● Exercise objective
Quote word for word the lines of the material below, from the line that contains "Exercise. Mark the patterned" up to and including the line that contains "pixel 322 382".

● Record extracts
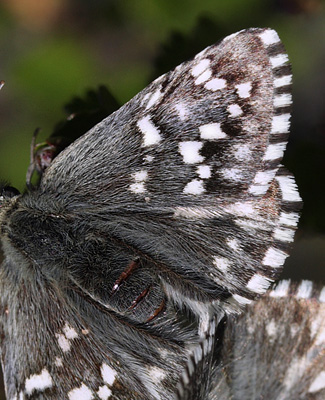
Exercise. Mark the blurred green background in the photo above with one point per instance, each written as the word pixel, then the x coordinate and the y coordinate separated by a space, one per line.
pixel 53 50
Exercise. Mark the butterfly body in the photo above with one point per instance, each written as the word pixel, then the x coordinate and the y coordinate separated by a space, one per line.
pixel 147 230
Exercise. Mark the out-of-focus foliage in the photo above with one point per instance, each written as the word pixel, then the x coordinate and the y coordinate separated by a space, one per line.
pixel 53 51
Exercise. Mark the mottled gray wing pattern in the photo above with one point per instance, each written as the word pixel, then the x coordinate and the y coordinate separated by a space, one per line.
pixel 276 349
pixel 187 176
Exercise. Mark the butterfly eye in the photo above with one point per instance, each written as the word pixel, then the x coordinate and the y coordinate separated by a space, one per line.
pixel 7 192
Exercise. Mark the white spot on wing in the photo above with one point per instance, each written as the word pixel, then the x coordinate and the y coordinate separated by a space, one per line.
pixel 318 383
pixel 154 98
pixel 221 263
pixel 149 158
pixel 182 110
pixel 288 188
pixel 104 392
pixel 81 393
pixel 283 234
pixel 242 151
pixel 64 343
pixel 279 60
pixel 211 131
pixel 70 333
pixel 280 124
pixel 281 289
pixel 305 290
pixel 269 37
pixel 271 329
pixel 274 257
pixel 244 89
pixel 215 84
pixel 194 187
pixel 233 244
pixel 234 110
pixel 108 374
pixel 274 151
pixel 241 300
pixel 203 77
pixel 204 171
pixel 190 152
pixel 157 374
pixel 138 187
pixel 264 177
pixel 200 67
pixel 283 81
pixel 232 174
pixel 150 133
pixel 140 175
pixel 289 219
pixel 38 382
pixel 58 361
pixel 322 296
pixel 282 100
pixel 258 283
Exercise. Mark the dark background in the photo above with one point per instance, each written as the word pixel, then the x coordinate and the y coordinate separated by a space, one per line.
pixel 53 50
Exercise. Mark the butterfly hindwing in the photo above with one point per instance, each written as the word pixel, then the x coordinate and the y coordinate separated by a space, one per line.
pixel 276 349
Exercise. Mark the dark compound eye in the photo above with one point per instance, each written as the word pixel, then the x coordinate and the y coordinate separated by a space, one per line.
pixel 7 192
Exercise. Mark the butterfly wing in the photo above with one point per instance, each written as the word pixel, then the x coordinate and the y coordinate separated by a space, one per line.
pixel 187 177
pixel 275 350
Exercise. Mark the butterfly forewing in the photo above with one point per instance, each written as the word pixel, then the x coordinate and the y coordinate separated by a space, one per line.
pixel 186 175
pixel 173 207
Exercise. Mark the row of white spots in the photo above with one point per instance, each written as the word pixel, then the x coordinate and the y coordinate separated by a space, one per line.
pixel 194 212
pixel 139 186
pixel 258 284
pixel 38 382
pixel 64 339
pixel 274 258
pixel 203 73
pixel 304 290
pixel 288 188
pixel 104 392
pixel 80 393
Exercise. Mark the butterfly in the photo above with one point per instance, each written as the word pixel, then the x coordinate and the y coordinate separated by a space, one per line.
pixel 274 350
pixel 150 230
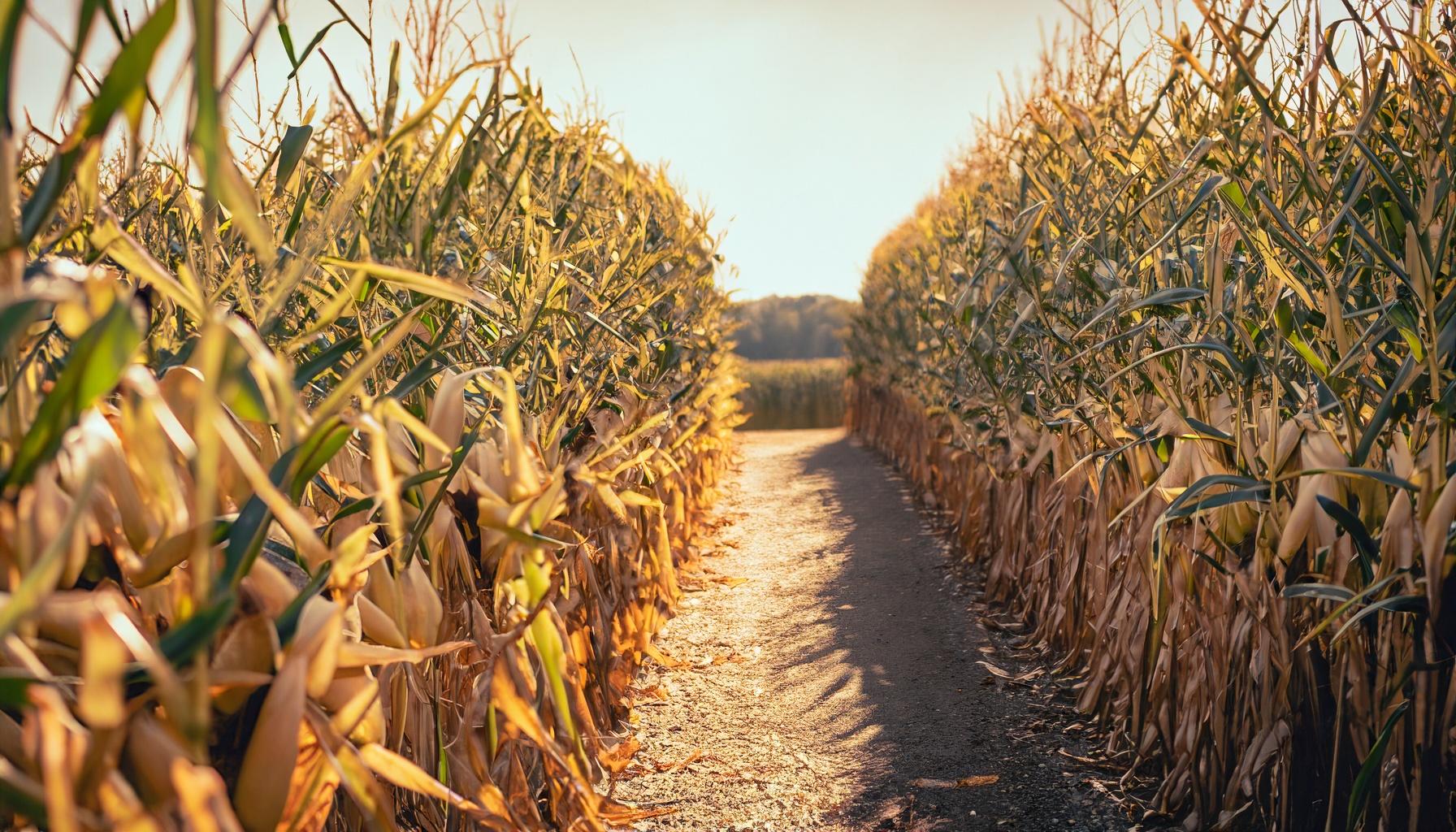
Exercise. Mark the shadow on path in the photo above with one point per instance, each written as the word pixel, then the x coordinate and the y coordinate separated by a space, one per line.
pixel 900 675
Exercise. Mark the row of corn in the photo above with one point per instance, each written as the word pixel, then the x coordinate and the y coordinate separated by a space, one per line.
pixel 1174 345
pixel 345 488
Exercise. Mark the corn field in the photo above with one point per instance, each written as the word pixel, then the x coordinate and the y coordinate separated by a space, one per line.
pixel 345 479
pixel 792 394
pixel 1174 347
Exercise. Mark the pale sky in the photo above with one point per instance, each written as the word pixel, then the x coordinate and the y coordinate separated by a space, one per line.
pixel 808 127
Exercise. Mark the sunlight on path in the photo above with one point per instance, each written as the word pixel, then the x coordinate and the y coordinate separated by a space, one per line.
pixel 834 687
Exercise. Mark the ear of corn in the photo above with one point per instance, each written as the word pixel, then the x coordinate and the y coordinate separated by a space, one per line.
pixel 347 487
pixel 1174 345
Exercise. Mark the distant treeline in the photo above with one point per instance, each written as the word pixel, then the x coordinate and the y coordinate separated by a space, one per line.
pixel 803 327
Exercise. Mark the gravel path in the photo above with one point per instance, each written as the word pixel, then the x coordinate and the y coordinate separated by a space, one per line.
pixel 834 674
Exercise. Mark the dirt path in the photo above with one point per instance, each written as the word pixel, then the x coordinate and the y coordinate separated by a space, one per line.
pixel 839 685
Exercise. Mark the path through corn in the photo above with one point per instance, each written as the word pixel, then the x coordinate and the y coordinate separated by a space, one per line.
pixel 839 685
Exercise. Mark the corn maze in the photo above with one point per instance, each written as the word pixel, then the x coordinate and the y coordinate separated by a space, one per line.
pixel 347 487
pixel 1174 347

* * *

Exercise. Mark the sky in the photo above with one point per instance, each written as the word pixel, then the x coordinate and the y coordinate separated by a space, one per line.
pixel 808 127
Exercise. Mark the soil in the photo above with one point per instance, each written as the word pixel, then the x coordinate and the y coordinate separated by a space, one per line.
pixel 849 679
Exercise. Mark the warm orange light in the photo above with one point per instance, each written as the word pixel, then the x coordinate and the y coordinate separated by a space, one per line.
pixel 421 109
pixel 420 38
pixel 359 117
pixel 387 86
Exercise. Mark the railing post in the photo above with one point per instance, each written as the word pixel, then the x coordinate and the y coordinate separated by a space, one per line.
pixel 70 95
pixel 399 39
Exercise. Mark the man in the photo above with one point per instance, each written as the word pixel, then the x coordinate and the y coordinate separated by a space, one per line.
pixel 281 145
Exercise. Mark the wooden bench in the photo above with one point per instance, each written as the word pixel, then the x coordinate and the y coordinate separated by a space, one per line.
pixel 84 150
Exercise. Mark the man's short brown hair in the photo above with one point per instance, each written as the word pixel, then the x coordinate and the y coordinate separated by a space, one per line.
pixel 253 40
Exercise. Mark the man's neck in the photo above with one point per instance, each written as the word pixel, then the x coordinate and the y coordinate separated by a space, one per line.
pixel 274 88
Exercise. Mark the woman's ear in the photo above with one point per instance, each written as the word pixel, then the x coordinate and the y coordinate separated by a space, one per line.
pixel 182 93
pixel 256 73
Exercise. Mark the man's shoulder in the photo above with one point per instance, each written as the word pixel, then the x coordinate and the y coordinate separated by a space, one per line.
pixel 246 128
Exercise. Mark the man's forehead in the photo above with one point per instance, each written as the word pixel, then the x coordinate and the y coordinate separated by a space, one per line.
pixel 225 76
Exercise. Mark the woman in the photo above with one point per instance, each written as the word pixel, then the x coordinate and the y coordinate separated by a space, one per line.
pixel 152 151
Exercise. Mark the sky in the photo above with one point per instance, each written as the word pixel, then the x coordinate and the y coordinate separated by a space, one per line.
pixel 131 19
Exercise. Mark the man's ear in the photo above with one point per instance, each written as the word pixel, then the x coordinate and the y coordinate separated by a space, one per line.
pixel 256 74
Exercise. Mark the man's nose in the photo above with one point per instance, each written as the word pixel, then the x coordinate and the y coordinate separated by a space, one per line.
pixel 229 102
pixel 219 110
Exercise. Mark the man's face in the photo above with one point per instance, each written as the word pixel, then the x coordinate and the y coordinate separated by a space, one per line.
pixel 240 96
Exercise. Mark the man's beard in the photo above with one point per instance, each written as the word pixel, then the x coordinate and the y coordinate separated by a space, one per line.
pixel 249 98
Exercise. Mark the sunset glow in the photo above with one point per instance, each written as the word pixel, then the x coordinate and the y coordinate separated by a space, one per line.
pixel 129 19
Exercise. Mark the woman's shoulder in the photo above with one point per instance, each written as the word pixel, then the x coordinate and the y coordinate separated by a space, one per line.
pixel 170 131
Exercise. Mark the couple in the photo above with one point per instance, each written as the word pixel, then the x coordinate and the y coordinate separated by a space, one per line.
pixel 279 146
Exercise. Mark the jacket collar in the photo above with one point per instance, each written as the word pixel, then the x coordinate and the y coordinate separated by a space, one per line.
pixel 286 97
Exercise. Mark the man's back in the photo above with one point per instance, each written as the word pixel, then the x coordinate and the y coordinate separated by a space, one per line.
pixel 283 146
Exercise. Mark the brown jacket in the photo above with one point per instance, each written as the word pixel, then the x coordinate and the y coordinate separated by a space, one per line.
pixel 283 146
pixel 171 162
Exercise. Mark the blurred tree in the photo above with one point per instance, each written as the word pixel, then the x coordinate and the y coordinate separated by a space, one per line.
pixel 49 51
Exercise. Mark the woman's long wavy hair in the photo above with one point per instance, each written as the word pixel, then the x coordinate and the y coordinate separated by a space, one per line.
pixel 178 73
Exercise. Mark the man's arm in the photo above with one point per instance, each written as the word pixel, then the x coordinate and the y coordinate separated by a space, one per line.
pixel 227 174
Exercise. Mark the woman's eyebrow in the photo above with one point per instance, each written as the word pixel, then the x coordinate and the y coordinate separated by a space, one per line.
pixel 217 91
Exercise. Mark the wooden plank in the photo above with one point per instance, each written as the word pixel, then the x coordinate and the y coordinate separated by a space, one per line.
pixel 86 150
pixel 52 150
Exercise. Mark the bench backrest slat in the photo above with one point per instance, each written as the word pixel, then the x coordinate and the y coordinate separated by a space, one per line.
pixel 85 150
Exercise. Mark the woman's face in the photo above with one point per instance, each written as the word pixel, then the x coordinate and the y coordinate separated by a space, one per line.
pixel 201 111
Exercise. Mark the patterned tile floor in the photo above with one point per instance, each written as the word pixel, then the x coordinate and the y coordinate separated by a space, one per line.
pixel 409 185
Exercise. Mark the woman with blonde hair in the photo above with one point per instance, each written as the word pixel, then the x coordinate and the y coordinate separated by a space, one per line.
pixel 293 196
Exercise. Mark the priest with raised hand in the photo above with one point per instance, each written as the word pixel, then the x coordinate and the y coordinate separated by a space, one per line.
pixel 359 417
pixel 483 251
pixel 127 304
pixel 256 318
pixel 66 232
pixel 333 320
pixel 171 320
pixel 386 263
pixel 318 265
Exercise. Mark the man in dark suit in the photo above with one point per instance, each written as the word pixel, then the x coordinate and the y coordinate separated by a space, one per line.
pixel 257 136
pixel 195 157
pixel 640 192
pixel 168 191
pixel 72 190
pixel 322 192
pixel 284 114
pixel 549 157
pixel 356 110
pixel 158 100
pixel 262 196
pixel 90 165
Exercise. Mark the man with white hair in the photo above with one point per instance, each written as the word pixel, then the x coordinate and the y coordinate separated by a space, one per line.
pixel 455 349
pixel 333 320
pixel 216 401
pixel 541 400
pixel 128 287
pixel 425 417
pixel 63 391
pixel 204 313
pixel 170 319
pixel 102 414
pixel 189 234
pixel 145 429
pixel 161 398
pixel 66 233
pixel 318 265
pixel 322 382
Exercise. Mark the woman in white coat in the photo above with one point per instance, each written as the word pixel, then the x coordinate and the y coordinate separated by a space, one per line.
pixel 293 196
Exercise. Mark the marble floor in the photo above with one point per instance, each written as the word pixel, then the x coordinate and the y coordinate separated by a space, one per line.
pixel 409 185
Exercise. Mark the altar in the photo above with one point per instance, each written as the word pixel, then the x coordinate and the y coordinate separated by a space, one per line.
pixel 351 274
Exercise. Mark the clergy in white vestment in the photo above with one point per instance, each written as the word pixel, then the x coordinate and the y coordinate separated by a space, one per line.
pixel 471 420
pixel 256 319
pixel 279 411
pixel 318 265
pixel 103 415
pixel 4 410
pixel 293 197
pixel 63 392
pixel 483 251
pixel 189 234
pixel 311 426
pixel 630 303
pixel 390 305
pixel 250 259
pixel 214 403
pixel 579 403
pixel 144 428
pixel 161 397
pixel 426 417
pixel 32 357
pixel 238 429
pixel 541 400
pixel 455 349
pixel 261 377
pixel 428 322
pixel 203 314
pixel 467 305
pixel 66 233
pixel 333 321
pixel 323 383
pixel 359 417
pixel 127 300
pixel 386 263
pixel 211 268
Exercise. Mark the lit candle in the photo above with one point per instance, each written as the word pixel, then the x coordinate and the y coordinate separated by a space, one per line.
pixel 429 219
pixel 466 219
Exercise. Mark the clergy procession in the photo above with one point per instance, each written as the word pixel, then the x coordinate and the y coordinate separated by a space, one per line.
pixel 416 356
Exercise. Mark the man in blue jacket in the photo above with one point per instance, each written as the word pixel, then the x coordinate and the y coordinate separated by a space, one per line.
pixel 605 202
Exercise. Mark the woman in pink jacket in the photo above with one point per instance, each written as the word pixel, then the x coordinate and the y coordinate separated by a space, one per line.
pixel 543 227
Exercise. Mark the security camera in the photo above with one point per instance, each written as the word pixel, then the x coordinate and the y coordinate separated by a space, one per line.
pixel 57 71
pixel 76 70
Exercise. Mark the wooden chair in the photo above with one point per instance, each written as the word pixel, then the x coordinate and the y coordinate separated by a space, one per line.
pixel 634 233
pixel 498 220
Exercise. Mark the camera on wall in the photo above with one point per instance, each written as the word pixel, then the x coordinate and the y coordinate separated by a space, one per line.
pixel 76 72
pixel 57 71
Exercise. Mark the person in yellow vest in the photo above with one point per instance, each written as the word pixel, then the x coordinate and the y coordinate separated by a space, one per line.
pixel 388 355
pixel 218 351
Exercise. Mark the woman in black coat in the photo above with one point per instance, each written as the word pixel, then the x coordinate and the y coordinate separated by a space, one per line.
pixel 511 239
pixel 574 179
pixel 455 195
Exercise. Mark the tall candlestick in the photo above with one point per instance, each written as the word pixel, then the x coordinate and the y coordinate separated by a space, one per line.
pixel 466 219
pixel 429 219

==

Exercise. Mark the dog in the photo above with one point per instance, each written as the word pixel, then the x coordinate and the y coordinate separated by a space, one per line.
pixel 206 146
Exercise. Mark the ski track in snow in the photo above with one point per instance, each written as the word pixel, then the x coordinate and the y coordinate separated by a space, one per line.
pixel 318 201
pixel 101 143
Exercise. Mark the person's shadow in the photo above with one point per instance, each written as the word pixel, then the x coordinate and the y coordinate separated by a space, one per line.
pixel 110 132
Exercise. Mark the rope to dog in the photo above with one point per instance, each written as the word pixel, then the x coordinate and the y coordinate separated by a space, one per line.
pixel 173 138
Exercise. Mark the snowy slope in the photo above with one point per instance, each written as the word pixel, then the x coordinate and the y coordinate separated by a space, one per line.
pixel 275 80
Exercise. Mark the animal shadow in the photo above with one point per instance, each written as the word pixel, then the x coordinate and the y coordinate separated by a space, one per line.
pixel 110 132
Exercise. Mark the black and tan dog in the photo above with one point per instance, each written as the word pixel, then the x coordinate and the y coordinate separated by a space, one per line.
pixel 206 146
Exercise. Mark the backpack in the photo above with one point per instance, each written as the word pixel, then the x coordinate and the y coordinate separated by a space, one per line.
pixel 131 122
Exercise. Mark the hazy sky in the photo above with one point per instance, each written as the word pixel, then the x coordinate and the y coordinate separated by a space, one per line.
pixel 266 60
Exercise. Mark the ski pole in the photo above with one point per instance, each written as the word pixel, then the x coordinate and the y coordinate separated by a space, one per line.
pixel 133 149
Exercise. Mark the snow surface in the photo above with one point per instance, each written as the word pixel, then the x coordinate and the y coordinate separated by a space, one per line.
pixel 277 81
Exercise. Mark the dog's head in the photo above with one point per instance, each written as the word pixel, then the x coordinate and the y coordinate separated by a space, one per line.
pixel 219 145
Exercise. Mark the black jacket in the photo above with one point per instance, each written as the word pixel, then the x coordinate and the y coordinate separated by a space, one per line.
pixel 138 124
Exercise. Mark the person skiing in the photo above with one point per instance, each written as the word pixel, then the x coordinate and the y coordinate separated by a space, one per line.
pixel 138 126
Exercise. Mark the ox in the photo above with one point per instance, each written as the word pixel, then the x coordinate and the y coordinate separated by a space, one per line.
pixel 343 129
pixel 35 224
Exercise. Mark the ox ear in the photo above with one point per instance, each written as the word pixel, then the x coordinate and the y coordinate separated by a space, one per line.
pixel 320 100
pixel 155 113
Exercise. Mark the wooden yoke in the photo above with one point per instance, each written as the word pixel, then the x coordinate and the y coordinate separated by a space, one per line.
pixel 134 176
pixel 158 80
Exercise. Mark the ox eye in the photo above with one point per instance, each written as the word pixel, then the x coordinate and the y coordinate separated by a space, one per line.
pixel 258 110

● The output
Exercise. Mark the patterned tile floor in the photo above with one point per instance, each written as the word pixel, then the x coordinate and the y coordinate separated by a space, one per line.
pixel 409 185
Exercise. Mark the woman with blonde hair in the photo above with one point per instance, each written as the word pixel, then the x coordinate and the y coordinate separated by a space, one per line.
pixel 293 196
Exercise. Mark the priest with raised hand in the photo above with one point per instance, each written as the word pixel, then the x coordinate and the y coordinate separated by a space, one per line.
pixel 359 417
pixel 483 251
pixel 127 304
pixel 256 318
pixel 66 232
pixel 333 320
pixel 171 320
pixel 386 263
pixel 318 265
Exercise. Mark the man in dark suit in the photo above with one point per instance, each written as the word pixel, then the x coordinate and the y coordinate separated by a space, one per line.
pixel 257 136
pixel 195 157
pixel 640 192
pixel 168 191
pixel 72 190
pixel 322 192
pixel 284 114
pixel 549 157
pixel 356 110
pixel 158 100
pixel 262 196
pixel 90 165
Exercise. Mark the man with white hair in the photo above with one point per instance, each written as the word pixel, then the x coordinate and the y coordinate separated by a space, one per line.
pixel 455 349
pixel 333 320
pixel 216 401
pixel 541 400
pixel 128 287
pixel 425 417
pixel 63 391
pixel 204 313
pixel 170 319
pixel 102 414
pixel 189 234
pixel 145 429
pixel 161 398
pixel 66 233
pixel 318 265
pixel 322 382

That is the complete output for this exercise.